# Task instructions:
Reproduce the data word for word, covering the stretch from the very start through the line that contains "<point>586,378</point>". Leave the pictures out of your copy.

begin Record list

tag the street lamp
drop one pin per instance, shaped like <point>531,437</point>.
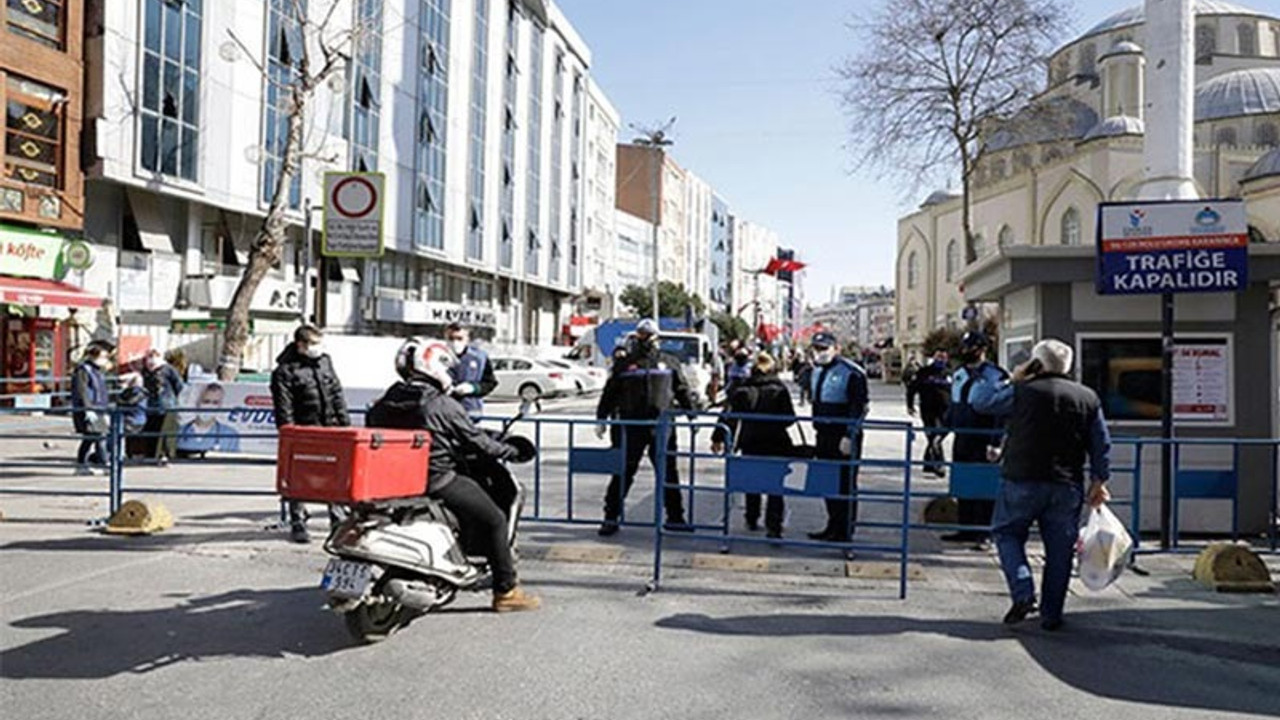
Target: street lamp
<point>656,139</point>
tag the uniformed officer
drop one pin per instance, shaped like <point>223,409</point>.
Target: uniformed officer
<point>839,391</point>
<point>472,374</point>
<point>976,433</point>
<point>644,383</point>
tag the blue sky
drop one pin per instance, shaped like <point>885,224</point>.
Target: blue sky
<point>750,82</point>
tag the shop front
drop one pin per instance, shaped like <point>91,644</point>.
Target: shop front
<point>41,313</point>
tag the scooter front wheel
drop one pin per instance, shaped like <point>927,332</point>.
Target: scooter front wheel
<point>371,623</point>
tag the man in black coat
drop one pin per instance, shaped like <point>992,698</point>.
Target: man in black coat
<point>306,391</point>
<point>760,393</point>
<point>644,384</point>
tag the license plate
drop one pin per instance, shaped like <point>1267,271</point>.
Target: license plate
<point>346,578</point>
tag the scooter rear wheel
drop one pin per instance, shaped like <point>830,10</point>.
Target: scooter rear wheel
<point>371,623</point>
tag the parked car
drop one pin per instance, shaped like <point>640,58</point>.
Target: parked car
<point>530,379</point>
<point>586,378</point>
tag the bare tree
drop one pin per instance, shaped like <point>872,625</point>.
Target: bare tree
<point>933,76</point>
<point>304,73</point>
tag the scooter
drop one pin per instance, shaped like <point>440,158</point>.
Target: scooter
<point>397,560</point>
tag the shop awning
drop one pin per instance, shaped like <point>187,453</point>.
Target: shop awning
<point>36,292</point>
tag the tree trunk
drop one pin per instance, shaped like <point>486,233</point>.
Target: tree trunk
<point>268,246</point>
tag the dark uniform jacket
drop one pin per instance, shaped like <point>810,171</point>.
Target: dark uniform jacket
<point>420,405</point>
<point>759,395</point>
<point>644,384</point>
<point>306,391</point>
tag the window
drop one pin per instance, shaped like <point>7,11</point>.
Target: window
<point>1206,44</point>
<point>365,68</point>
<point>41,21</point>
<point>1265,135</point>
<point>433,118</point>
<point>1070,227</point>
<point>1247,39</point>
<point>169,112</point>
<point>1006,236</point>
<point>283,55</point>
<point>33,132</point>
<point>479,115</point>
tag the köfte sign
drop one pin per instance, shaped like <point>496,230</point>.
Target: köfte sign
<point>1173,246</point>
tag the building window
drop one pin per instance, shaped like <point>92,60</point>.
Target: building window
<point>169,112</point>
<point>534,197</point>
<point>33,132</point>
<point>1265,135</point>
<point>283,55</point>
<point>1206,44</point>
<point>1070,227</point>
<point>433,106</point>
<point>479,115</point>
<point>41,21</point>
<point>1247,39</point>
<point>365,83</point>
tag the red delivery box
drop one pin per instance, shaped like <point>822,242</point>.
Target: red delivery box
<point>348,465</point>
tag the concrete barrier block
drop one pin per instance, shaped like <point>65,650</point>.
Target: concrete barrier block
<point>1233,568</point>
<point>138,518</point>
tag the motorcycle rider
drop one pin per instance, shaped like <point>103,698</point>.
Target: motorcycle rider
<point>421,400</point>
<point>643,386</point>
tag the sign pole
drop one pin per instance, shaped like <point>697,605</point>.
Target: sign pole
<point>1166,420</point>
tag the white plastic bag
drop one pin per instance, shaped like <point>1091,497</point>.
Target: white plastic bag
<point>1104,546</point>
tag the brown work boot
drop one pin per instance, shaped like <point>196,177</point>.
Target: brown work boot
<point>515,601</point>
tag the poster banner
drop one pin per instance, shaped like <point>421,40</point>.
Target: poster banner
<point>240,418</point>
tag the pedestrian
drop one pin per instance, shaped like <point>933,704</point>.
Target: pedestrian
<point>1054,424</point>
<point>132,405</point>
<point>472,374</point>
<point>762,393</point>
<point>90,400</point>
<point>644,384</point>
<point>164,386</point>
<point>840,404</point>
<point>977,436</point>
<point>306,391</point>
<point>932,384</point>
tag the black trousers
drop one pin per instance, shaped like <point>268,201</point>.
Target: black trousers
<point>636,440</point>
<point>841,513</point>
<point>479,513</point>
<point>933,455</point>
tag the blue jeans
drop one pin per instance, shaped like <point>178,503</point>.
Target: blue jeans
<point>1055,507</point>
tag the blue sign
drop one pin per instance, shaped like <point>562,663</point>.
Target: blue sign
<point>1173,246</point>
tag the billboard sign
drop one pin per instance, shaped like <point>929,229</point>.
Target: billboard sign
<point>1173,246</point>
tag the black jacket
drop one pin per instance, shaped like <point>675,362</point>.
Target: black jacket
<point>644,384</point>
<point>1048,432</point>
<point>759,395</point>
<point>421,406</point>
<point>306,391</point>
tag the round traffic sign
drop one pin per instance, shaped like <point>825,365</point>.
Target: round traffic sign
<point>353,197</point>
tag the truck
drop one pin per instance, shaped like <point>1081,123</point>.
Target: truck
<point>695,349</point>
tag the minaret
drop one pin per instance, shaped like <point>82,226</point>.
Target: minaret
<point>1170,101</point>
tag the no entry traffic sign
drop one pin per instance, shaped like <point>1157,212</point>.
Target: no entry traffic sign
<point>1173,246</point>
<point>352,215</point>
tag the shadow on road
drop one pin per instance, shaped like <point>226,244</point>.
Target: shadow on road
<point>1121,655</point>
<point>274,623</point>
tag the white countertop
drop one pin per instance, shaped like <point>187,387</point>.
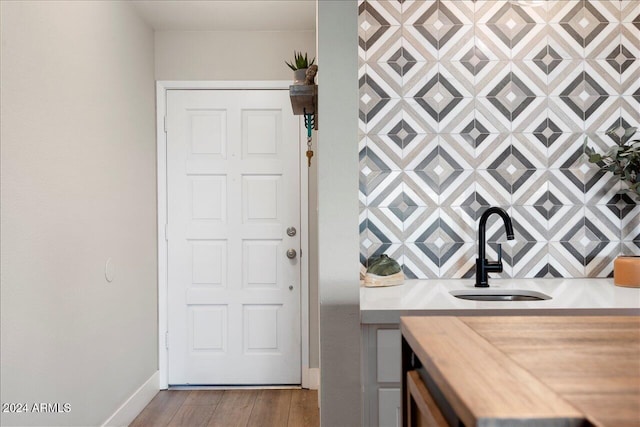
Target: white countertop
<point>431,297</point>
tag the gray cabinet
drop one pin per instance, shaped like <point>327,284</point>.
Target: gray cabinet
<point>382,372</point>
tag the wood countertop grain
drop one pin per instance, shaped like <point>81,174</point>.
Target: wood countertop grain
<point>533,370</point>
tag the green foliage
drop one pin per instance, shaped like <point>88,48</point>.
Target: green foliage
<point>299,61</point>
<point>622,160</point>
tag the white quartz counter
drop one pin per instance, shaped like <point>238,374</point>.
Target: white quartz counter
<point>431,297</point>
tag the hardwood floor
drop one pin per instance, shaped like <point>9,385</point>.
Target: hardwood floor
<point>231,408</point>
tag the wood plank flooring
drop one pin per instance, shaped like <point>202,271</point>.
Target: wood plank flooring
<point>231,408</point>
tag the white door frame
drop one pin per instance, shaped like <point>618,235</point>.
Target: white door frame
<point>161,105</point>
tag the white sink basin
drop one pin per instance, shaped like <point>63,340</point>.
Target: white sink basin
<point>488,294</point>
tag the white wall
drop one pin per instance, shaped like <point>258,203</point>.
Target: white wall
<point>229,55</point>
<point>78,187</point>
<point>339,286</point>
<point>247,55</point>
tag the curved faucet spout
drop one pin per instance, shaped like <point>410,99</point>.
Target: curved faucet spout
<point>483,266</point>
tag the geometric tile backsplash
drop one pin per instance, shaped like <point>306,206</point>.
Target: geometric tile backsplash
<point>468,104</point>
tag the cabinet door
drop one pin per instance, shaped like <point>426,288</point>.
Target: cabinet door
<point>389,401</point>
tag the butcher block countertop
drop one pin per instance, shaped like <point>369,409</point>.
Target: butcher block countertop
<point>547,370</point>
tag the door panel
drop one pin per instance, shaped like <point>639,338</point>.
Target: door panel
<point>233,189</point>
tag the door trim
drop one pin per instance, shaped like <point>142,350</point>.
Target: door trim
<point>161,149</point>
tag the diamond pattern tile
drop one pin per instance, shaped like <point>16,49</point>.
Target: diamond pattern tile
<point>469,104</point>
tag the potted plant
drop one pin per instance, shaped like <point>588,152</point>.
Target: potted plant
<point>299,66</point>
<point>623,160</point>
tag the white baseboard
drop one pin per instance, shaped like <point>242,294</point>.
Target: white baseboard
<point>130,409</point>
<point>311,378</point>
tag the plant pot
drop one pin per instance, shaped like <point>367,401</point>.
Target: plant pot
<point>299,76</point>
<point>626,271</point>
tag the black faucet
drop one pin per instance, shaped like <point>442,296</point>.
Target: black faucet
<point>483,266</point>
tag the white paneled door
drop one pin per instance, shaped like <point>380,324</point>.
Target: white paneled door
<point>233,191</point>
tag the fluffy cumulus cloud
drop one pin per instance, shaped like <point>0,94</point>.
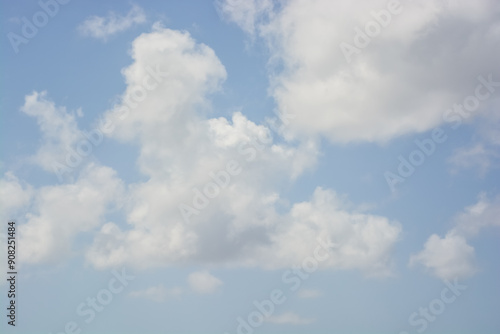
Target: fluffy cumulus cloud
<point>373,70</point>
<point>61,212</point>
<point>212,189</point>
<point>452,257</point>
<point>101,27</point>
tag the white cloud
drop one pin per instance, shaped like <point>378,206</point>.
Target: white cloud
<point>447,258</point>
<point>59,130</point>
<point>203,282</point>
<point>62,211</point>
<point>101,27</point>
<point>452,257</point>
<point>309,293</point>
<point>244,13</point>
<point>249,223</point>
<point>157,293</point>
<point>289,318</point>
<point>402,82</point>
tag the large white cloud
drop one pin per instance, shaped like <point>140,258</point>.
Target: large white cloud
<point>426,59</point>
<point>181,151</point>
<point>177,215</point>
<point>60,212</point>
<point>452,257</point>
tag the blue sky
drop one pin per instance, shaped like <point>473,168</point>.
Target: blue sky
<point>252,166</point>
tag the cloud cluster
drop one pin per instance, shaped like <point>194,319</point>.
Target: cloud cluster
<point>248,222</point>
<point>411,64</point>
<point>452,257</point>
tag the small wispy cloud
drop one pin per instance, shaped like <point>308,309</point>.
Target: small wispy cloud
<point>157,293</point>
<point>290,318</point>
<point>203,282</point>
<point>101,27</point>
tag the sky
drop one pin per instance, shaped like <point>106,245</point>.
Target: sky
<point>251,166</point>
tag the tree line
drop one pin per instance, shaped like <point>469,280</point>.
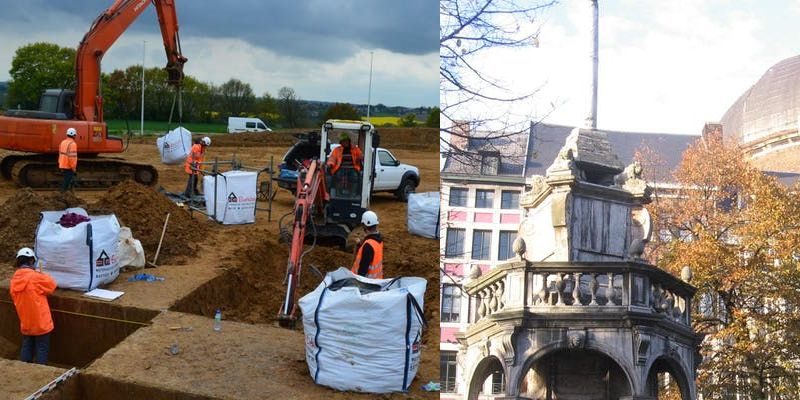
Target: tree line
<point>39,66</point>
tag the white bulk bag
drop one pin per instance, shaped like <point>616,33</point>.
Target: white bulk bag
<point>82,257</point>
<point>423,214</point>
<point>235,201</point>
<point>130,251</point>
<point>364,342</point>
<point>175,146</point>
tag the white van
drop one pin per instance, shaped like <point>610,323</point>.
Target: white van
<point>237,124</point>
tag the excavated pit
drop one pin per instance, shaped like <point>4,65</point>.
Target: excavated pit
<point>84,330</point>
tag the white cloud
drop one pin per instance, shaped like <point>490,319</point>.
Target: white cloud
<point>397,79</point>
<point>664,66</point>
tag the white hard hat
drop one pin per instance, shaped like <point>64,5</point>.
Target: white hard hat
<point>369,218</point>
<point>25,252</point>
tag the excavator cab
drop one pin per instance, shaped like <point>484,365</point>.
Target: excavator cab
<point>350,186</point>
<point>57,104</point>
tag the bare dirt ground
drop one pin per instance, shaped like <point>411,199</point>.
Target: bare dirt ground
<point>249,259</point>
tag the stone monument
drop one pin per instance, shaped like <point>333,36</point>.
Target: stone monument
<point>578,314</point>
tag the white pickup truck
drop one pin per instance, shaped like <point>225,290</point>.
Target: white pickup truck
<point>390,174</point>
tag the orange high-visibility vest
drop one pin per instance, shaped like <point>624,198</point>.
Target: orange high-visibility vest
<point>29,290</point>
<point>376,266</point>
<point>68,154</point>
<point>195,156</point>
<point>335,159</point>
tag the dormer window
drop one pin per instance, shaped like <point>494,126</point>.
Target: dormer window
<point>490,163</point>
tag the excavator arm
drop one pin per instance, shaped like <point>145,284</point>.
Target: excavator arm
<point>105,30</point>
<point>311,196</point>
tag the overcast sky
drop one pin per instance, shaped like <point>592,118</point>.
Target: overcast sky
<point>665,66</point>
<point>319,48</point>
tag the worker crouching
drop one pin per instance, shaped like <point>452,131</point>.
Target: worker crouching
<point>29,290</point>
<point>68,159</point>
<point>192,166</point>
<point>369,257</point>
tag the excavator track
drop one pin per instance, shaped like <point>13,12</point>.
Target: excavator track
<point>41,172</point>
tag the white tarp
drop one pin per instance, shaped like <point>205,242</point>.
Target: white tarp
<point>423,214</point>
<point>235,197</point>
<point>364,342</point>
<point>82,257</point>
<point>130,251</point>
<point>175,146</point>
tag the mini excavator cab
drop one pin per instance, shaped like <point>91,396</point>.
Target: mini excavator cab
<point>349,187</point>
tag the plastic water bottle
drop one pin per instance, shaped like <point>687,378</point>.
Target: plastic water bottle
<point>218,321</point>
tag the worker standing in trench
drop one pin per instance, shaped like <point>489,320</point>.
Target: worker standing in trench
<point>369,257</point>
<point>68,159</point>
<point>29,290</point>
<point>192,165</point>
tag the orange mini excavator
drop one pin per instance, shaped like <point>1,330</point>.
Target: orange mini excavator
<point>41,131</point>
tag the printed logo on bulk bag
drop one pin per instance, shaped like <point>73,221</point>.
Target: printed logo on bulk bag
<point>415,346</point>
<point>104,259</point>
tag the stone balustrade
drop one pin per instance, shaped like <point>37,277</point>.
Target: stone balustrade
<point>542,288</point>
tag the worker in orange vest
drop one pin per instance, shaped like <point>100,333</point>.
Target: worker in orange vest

end Record list

# Answer to the task:
tag the street lamp
drop one pin per instance, shaped like <point>531,437</point>.
Target: street lamp
<point>656,139</point>
tag the uniformed officer
drop one pin per instance, shaped like <point>223,409</point>.
Target: uniformed officer
<point>839,391</point>
<point>472,374</point>
<point>976,433</point>
<point>644,383</point>
tag the blue sky
drop one pin per instance, shaped like <point>885,224</point>.
Target: blue sky
<point>750,82</point>
tag the shop front
drop one pin per instance, shaped like <point>91,644</point>.
Target: shop front
<point>41,313</point>
tag the scooter front wheel
drop one pin per instance, shaped like <point>927,332</point>.
Target: scooter front wheel
<point>371,623</point>
tag the man in black coat
drop one pin per instance, shaped like <point>992,698</point>.
Target: man in black coat
<point>306,391</point>
<point>760,393</point>
<point>644,384</point>
tag the license plate
drop one pin per instance, shaped like <point>1267,271</point>.
Target: license plate
<point>346,578</point>
tag the scooter rear wheel
drop one pin per instance, shaped like <point>830,10</point>.
Target: scooter rear wheel
<point>371,623</point>
tag the parked car
drop one pin per instance, shaped like <point>640,58</point>.
Target: parked car
<point>530,379</point>
<point>586,378</point>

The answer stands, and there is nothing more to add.